=== Record set ===
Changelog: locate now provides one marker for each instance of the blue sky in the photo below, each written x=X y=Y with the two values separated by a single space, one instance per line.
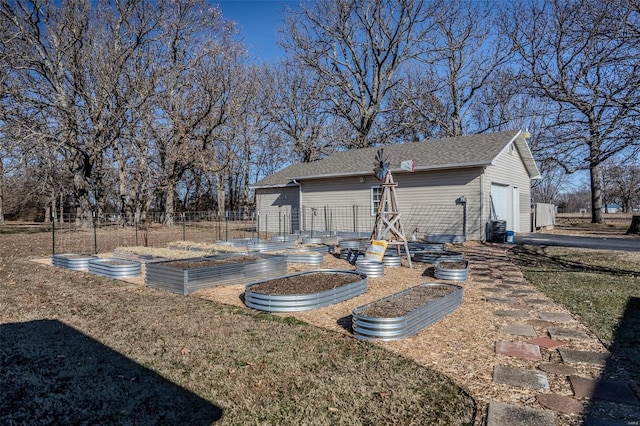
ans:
x=258 y=21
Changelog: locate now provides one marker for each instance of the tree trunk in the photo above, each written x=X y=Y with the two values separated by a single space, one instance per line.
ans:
x=1 y=193
x=635 y=225
x=169 y=211
x=596 y=194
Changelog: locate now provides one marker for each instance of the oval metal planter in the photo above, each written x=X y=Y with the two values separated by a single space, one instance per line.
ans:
x=436 y=256
x=114 y=267
x=370 y=268
x=355 y=244
x=304 y=302
x=187 y=280
x=392 y=261
x=72 y=261
x=304 y=256
x=370 y=328
x=441 y=272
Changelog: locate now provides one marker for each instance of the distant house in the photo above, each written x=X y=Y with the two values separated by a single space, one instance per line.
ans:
x=491 y=172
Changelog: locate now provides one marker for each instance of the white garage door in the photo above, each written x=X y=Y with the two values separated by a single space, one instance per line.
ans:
x=501 y=205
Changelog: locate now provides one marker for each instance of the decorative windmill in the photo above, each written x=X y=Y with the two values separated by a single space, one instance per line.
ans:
x=387 y=215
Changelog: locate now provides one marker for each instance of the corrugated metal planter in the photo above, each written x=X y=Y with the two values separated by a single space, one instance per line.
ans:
x=164 y=275
x=304 y=256
x=304 y=302
x=370 y=268
x=395 y=328
x=355 y=244
x=73 y=261
x=114 y=267
x=436 y=256
x=446 y=271
x=392 y=260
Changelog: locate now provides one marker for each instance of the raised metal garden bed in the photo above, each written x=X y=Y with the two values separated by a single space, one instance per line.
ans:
x=451 y=271
x=368 y=327
x=391 y=260
x=114 y=267
x=304 y=256
x=186 y=276
x=370 y=268
x=308 y=301
x=436 y=256
x=72 y=261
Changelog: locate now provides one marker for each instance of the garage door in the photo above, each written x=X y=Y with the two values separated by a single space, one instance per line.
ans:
x=500 y=203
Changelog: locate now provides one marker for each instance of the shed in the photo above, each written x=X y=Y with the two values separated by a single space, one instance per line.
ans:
x=458 y=188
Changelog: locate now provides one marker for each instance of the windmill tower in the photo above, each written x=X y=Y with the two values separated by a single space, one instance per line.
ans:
x=387 y=225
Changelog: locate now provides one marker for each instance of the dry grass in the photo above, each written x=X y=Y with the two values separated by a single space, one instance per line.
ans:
x=79 y=348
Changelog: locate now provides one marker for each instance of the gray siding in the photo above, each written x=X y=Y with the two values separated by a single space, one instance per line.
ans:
x=278 y=209
x=426 y=201
x=509 y=170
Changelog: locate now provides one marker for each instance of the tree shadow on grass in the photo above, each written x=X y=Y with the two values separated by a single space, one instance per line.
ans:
x=537 y=258
x=54 y=374
x=615 y=395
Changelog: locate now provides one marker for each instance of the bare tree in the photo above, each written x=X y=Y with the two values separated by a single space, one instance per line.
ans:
x=292 y=98
x=356 y=49
x=467 y=51
x=622 y=182
x=583 y=56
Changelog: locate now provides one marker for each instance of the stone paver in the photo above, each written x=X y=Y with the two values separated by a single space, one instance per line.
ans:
x=518 y=350
x=568 y=333
x=519 y=330
x=545 y=342
x=561 y=403
x=493 y=290
x=515 y=313
x=573 y=356
x=504 y=300
x=540 y=323
x=557 y=368
x=501 y=414
x=555 y=316
x=602 y=389
x=520 y=377
x=538 y=301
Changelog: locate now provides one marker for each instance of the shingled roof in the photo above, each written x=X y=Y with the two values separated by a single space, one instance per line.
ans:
x=435 y=154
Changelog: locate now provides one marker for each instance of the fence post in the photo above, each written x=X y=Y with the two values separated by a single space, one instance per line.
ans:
x=95 y=234
x=53 y=237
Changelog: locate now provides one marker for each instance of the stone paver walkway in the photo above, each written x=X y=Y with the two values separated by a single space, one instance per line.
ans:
x=544 y=348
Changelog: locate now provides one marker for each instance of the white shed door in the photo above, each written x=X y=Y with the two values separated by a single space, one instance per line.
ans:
x=500 y=202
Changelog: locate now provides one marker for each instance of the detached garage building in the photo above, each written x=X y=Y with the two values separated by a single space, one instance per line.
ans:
x=458 y=188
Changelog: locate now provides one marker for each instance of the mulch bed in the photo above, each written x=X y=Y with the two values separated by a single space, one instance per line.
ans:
x=305 y=283
x=406 y=303
x=210 y=262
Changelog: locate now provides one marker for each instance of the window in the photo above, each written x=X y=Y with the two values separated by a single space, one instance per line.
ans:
x=376 y=194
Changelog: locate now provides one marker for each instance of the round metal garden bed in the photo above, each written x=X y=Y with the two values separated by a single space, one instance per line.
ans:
x=304 y=302
x=370 y=268
x=72 y=261
x=436 y=256
x=394 y=328
x=304 y=256
x=114 y=267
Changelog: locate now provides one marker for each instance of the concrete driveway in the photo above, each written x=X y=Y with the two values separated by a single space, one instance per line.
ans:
x=598 y=243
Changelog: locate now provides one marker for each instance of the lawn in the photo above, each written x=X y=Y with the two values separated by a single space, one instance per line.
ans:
x=83 y=349
x=600 y=287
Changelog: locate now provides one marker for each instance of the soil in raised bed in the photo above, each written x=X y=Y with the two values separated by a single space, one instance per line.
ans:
x=305 y=283
x=210 y=262
x=406 y=303
x=452 y=265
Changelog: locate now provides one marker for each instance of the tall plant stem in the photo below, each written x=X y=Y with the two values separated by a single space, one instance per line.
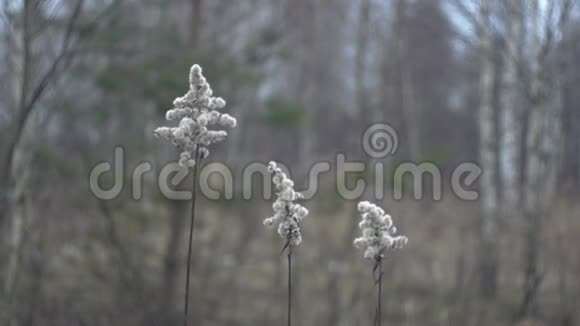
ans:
x=289 y=286
x=379 y=292
x=193 y=192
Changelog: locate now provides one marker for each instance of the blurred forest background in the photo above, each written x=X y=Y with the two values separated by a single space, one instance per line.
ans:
x=494 y=82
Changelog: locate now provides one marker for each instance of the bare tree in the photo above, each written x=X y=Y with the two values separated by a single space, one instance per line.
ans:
x=487 y=158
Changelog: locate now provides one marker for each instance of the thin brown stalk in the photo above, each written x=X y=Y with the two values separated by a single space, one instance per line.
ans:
x=187 y=275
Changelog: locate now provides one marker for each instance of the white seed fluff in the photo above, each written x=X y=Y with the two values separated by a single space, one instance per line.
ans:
x=287 y=213
x=195 y=111
x=378 y=232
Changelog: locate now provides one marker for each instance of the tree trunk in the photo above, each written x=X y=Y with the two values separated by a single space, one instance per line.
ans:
x=511 y=106
x=488 y=159
x=407 y=88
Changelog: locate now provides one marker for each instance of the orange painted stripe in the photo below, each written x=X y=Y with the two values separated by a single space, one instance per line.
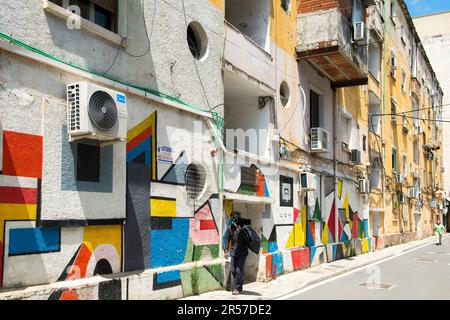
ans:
x=139 y=139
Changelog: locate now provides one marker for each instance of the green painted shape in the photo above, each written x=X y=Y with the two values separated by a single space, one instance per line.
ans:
x=317 y=213
x=213 y=248
x=189 y=251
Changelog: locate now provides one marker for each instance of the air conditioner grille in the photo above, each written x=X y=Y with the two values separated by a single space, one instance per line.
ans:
x=73 y=98
x=102 y=110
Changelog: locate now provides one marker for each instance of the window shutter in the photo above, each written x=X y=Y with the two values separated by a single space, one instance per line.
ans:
x=110 y=5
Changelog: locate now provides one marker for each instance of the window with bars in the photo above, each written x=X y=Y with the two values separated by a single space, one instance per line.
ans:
x=101 y=12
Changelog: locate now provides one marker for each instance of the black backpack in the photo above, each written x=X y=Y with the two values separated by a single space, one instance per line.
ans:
x=251 y=238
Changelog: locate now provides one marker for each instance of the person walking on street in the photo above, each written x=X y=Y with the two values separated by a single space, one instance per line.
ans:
x=439 y=229
x=234 y=245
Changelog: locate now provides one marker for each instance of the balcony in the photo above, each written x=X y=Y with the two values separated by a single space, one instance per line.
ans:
x=246 y=57
x=325 y=39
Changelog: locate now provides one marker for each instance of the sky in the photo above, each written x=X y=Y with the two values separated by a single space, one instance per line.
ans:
x=422 y=7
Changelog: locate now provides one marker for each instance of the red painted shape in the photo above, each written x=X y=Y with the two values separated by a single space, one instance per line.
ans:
x=300 y=258
x=260 y=184
x=18 y=195
x=332 y=223
x=296 y=214
x=355 y=226
x=1 y=264
x=207 y=225
x=22 y=155
x=139 y=139
x=69 y=295
x=269 y=259
x=79 y=267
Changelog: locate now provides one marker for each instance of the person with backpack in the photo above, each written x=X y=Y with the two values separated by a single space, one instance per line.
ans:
x=235 y=244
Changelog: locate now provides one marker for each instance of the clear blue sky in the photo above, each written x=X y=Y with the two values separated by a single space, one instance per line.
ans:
x=422 y=7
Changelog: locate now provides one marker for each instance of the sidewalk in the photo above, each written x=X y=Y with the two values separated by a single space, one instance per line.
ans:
x=298 y=280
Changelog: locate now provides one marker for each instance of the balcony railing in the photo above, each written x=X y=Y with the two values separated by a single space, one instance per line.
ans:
x=325 y=38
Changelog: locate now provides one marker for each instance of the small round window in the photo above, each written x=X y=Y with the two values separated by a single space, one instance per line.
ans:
x=197 y=40
x=286 y=5
x=195 y=181
x=285 y=94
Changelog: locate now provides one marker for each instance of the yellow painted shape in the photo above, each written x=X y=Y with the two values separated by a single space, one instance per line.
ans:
x=98 y=235
x=291 y=240
x=141 y=127
x=325 y=234
x=163 y=208
x=365 y=245
x=219 y=4
x=347 y=210
x=283 y=27
x=17 y=211
x=340 y=185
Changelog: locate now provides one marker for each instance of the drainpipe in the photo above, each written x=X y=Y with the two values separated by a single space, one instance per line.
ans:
x=336 y=184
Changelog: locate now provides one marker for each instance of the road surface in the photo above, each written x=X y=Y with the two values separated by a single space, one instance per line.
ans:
x=423 y=273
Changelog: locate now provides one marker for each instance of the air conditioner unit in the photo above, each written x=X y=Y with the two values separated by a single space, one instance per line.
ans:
x=401 y=198
x=308 y=181
x=358 y=31
x=319 y=140
x=363 y=186
x=413 y=193
x=399 y=178
x=96 y=113
x=356 y=157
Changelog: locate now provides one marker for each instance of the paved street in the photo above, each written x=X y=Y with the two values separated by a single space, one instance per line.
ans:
x=422 y=273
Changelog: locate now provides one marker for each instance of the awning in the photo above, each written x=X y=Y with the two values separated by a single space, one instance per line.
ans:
x=246 y=198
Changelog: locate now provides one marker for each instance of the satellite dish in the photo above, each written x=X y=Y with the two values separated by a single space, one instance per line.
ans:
x=102 y=110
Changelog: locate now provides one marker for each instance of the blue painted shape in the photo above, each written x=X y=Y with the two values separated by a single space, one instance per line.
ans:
x=312 y=255
x=34 y=241
x=143 y=147
x=277 y=260
x=309 y=239
x=168 y=247
x=366 y=227
x=169 y=276
x=273 y=247
x=121 y=98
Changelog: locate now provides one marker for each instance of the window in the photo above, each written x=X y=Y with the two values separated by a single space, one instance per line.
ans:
x=100 y=12
x=405 y=165
x=393 y=110
x=197 y=40
x=314 y=106
x=88 y=163
x=393 y=14
x=346 y=127
x=284 y=94
x=394 y=160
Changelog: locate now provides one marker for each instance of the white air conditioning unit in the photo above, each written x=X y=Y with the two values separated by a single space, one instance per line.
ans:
x=358 y=31
x=413 y=193
x=356 y=157
x=401 y=198
x=363 y=186
x=96 y=113
x=308 y=181
x=319 y=140
x=399 y=178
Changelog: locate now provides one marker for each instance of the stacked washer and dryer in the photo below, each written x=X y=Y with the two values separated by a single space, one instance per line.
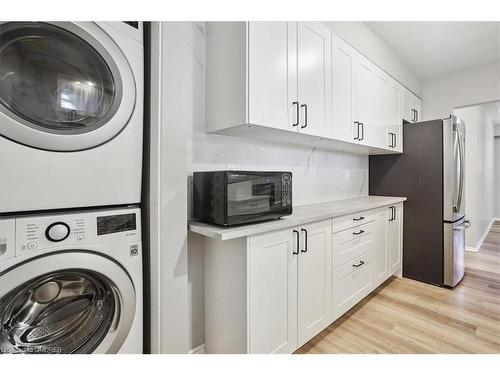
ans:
x=71 y=122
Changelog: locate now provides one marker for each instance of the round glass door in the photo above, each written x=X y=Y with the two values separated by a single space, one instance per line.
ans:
x=52 y=78
x=49 y=307
x=63 y=86
x=63 y=312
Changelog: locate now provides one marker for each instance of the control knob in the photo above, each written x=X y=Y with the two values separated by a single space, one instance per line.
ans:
x=57 y=232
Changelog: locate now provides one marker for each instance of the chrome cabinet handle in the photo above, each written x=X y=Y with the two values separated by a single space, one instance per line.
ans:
x=297 y=112
x=359 y=264
x=305 y=115
x=357 y=129
x=297 y=233
x=305 y=242
x=393 y=213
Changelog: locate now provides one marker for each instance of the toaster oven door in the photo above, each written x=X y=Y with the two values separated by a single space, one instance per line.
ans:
x=257 y=196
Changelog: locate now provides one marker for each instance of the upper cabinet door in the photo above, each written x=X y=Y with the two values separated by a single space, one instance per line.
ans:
x=417 y=107
x=272 y=300
x=364 y=75
x=314 y=280
x=314 y=79
x=380 y=123
x=343 y=66
x=407 y=105
x=272 y=70
x=395 y=133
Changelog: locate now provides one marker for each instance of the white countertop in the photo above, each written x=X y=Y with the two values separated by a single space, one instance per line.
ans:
x=301 y=215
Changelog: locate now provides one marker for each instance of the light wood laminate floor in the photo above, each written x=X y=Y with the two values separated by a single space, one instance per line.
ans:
x=406 y=316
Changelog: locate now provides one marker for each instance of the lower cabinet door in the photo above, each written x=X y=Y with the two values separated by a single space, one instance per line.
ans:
x=351 y=283
x=314 y=280
x=381 y=256
x=272 y=298
x=395 y=240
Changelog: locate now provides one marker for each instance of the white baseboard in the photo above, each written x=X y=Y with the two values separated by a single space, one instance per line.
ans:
x=483 y=237
x=200 y=349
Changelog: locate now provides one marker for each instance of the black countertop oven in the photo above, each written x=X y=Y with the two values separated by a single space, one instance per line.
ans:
x=239 y=197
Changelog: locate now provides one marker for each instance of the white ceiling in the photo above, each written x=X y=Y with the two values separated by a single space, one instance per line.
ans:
x=493 y=109
x=434 y=48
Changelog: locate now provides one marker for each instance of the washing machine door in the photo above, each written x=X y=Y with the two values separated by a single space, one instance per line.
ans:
x=64 y=86
x=67 y=302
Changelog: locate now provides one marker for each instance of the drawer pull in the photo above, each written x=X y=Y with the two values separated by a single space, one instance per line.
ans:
x=359 y=264
x=297 y=233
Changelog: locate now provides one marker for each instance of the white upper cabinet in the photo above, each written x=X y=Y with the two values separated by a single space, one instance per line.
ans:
x=381 y=121
x=298 y=82
x=395 y=130
x=417 y=107
x=363 y=99
x=412 y=106
x=272 y=88
x=343 y=67
x=407 y=105
x=313 y=78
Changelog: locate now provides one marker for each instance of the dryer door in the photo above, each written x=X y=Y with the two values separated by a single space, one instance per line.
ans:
x=64 y=86
x=66 y=302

=== Task requirements ===
Render the records above, from their beginning through the line containing "x=596 y=194", as a numbered list with blank lines omitted, and leave the pictures out of your answer.

=== The completed task ===
1. Changelog: locate now provides one marker for each instance of the blue sky in the photo below, each written x=X y=Y with the two values separated by a single space, one instance per line.
2. ans:
3. x=258 y=21
4. Changelog: locate now provides one marker for each instance of the tree trunk in the photo above, each written x=X y=Y with the two values separated by a single space, one instance per line.
5. ans:
6. x=1 y=193
7. x=635 y=225
8. x=169 y=211
9. x=596 y=194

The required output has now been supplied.